Compute how many lines in the data below contain "black"; answer only with that number.

□ □ □ □ □

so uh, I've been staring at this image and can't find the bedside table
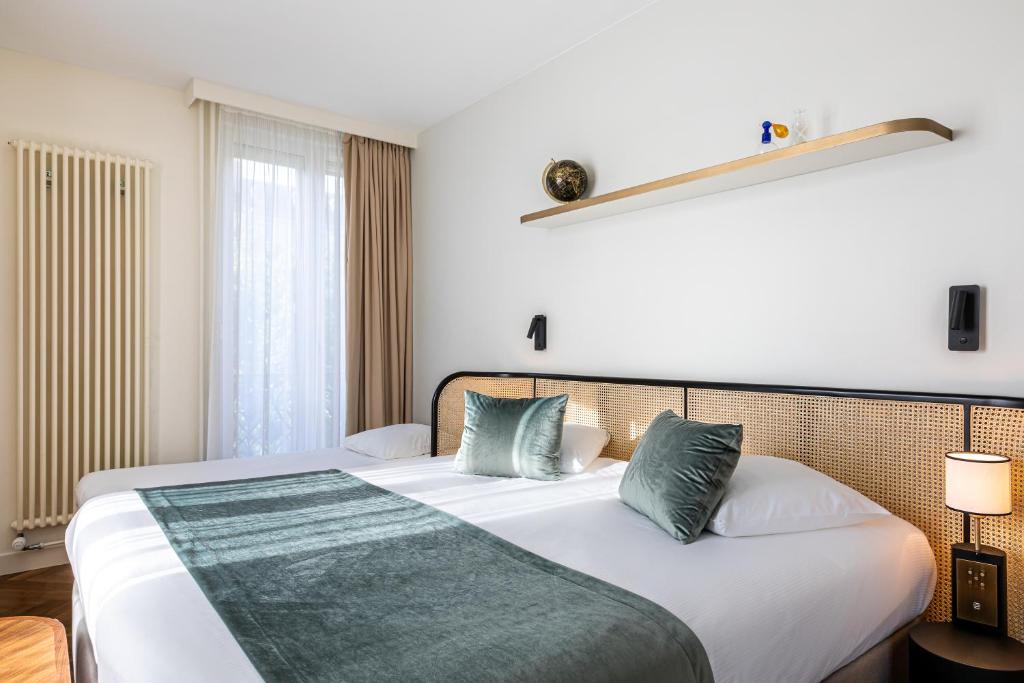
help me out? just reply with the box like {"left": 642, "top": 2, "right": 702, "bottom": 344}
{"left": 909, "top": 622, "right": 1024, "bottom": 682}
{"left": 0, "top": 616, "right": 71, "bottom": 682}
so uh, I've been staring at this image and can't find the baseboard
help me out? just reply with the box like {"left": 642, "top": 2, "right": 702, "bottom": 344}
{"left": 0, "top": 545, "right": 69, "bottom": 576}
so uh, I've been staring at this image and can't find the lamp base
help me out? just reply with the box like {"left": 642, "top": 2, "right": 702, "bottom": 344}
{"left": 951, "top": 543, "right": 1007, "bottom": 636}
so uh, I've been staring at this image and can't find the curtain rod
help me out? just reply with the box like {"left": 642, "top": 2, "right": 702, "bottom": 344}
{"left": 184, "top": 78, "right": 419, "bottom": 149}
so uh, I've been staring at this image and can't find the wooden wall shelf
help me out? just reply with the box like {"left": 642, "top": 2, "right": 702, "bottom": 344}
{"left": 520, "top": 118, "right": 953, "bottom": 228}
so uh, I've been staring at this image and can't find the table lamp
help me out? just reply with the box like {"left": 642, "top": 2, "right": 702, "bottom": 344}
{"left": 945, "top": 451, "right": 1012, "bottom": 635}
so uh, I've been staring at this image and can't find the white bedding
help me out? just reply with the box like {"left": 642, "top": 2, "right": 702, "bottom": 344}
{"left": 68, "top": 450, "right": 936, "bottom": 683}
{"left": 74, "top": 447, "right": 399, "bottom": 505}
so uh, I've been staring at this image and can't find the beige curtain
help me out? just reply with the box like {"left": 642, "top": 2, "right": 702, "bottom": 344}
{"left": 343, "top": 134, "right": 413, "bottom": 434}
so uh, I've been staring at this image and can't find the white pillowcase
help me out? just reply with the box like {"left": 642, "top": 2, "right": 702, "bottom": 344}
{"left": 344, "top": 423, "right": 431, "bottom": 460}
{"left": 560, "top": 423, "right": 610, "bottom": 473}
{"left": 706, "top": 455, "right": 889, "bottom": 537}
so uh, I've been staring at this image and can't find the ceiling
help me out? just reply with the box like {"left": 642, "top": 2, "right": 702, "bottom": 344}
{"left": 0, "top": 0, "right": 654, "bottom": 134}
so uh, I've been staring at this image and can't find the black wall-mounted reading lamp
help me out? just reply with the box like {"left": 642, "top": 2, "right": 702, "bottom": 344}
{"left": 948, "top": 285, "right": 980, "bottom": 351}
{"left": 527, "top": 314, "right": 547, "bottom": 351}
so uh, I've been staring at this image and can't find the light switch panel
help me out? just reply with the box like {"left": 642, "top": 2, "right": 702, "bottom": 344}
{"left": 956, "top": 557, "right": 999, "bottom": 627}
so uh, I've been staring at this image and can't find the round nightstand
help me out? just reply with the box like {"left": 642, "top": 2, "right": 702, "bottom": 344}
{"left": 909, "top": 622, "right": 1024, "bottom": 682}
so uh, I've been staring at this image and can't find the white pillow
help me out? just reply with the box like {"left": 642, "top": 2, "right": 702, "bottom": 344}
{"left": 560, "top": 423, "right": 610, "bottom": 473}
{"left": 706, "top": 456, "right": 889, "bottom": 537}
{"left": 344, "top": 423, "right": 431, "bottom": 460}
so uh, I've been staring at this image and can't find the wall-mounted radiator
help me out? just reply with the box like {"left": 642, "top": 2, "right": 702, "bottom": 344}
{"left": 10, "top": 141, "right": 151, "bottom": 531}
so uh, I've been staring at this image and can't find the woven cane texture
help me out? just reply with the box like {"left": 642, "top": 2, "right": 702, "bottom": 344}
{"left": 687, "top": 389, "right": 964, "bottom": 625}
{"left": 434, "top": 376, "right": 534, "bottom": 454}
{"left": 535, "top": 380, "right": 684, "bottom": 460}
{"left": 968, "top": 405, "right": 1024, "bottom": 641}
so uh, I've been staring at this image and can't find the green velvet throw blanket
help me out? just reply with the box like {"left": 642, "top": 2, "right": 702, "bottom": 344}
{"left": 138, "top": 470, "right": 713, "bottom": 683}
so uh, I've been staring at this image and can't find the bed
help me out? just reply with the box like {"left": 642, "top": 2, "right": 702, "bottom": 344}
{"left": 69, "top": 450, "right": 934, "bottom": 683}
{"left": 66, "top": 370, "right": 1024, "bottom": 682}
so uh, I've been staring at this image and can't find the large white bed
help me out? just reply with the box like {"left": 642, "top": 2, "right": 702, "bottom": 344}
{"left": 68, "top": 447, "right": 936, "bottom": 683}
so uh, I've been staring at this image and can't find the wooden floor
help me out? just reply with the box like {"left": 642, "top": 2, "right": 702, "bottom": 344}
{"left": 0, "top": 564, "right": 74, "bottom": 642}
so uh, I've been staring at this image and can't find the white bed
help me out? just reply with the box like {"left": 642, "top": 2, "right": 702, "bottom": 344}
{"left": 68, "top": 449, "right": 936, "bottom": 683}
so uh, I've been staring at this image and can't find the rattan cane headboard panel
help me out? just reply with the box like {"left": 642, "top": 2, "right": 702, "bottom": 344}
{"left": 434, "top": 375, "right": 534, "bottom": 454}
{"left": 687, "top": 388, "right": 965, "bottom": 625}
{"left": 535, "top": 379, "right": 684, "bottom": 460}
{"left": 969, "top": 406, "right": 1024, "bottom": 640}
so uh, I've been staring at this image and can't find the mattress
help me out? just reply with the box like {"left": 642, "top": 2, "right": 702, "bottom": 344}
{"left": 67, "top": 451, "right": 936, "bottom": 683}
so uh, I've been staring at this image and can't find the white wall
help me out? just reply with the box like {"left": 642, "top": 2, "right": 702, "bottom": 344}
{"left": 0, "top": 48, "right": 200, "bottom": 570}
{"left": 411, "top": 0, "right": 1024, "bottom": 422}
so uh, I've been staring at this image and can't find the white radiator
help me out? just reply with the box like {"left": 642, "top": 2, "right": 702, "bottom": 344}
{"left": 10, "top": 141, "right": 151, "bottom": 530}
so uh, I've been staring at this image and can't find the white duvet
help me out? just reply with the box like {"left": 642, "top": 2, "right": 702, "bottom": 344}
{"left": 68, "top": 449, "right": 936, "bottom": 683}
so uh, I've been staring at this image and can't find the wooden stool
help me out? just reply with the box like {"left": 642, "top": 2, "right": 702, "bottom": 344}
{"left": 0, "top": 617, "right": 71, "bottom": 682}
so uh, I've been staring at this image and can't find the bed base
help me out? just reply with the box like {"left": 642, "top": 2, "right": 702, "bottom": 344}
{"left": 823, "top": 618, "right": 920, "bottom": 683}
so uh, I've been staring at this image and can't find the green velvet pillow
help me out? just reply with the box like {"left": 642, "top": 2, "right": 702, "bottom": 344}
{"left": 619, "top": 410, "right": 742, "bottom": 543}
{"left": 454, "top": 391, "right": 568, "bottom": 481}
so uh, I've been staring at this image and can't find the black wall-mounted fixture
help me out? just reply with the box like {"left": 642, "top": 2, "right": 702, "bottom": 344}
{"left": 948, "top": 285, "right": 980, "bottom": 351}
{"left": 527, "top": 314, "right": 547, "bottom": 351}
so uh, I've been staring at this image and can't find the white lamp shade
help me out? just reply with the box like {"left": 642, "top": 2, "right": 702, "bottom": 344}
{"left": 945, "top": 452, "right": 1012, "bottom": 515}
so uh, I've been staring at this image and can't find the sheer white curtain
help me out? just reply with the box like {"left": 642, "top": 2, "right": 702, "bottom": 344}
{"left": 207, "top": 107, "right": 345, "bottom": 459}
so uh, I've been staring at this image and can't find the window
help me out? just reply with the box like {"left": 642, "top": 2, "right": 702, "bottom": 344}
{"left": 207, "top": 109, "right": 344, "bottom": 458}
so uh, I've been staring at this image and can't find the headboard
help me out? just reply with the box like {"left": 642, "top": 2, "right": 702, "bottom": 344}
{"left": 431, "top": 371, "right": 1024, "bottom": 642}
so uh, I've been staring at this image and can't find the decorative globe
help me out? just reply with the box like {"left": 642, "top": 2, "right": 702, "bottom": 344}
{"left": 542, "top": 159, "right": 589, "bottom": 203}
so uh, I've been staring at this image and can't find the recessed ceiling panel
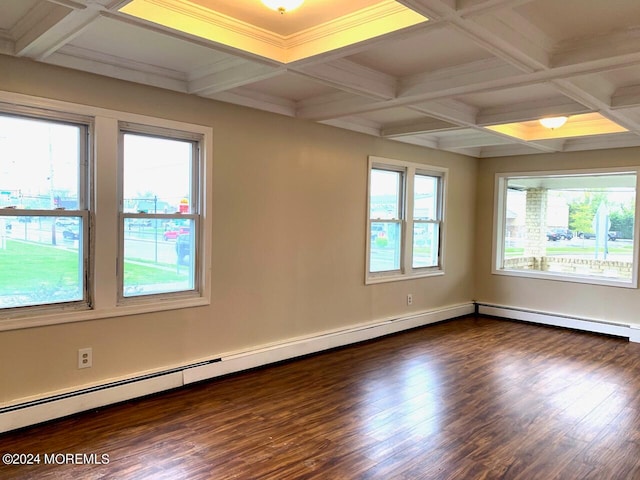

□ □ □ □ □

• Response area
2